| Excerpted passage |
* * * * * * * * *
One of the most interesting drawings in the posthumous sale of the collection of art critic Brian Sewell at Christie’s on 27 September 2016 was a previously unpublished preparatory study of the Schmadribach Waterfall near Lauterbrunnen by the Austrian painter Joseph Anton Koch (1768–1839). The sketch realised £68,750. Judged to be of outstanding significance as an important early Romantic view of Switzerland, the work was subject to a temporary export bar, and has recently been purchased by the British Museum.
Born in the Tyrol, Koch rebelled against the conventional artistic training he received at Stuttgart and spent three years sketching scenery in Switzerland. At Neuchâtel, he met the English clergyman Dr George Nott, who provided him with funds to visit Italy. Koch became a leading member of the colony of northern artists in Rome and remained there for most of his career. Defining form with great detail and accuracy, and preferring more rugged mountainous terrain to traditional Claudian scenery, he reinvigorated the classical landscape.
* * * * * * * * *
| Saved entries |
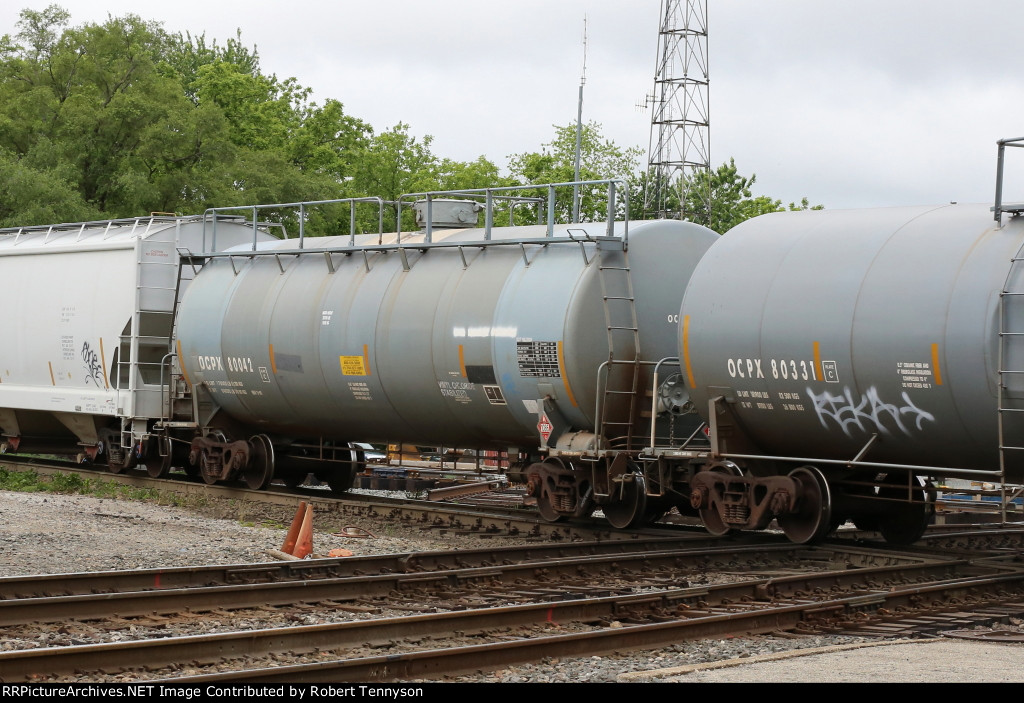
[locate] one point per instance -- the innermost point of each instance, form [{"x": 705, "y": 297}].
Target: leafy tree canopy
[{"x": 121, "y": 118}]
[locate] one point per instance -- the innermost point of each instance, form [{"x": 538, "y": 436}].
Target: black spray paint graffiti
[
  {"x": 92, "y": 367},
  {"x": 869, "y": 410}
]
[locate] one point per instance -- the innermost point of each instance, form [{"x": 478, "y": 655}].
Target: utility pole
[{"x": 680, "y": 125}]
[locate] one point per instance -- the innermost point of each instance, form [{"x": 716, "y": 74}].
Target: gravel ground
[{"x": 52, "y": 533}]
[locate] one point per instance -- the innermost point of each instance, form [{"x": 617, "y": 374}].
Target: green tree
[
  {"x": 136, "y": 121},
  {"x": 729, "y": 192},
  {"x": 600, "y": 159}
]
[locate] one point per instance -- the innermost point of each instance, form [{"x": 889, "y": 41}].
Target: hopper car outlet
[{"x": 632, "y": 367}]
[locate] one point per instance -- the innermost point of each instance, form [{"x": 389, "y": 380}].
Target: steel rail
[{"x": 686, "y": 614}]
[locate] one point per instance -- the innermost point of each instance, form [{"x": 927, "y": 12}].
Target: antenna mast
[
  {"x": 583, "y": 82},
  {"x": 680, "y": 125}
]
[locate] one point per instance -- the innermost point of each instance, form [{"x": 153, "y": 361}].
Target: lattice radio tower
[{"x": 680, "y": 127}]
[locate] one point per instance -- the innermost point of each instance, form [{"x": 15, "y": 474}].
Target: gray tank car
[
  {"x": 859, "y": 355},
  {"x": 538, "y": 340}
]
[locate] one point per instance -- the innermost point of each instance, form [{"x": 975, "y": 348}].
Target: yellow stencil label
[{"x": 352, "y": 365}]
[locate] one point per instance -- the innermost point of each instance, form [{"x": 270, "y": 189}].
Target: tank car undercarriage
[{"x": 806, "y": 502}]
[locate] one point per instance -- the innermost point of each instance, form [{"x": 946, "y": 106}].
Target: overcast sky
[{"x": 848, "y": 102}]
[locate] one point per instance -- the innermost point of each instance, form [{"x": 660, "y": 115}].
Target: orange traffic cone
* * * * * * * * *
| Exercise 1 |
List each person whom the passage on Joseph Anton Koch mentions by full name.
| Exercise 2 |
Resume the passage on Joseph Anton Koch, starting after its final sentence.
The saved entries are independent material with no connection to the passage on Joseph Anton Koch.

| Expected output 1 |
Brian Sewell, Joseph Anton Koch, George Nott

| Expected output 2 |
The Schmadribach waterfall, depicted in Koch’s sketch from the north, between the Grosshorn and the Lautenbrunner Breithorn mountains, is one of the most spectacular of the cascades which made the Bernese Oberland a destination for such visitors as Goethe, Wordsworth (who recalled his visit of 1790 in book six of The Prelude) and Turner. In this precise preparatory study Koch depicted two natural processes: erosion, where the torrent tumbles over the cliff; and the water cycle itself, from cloud to snow to river. He probably began with a now-lost preliminary study made on the spot in 1793, which he traced on a fresh sheet, and then over-drew in black chalk heightened with ink. The artist squared off the design for transfer, to serve as the basis for a watercolour (now in the Kunstmuseum Basel) and a sepia drawing with an added figure-group of the ‘Judgement of Paris’ (now in a private collection in Lübeck). He later painted two larger oil versions of this composition, in 1805/11 and 1821/22, which are in the Museum der bildenden Künst in Leipzig and the Neue Pinakothek in Munich.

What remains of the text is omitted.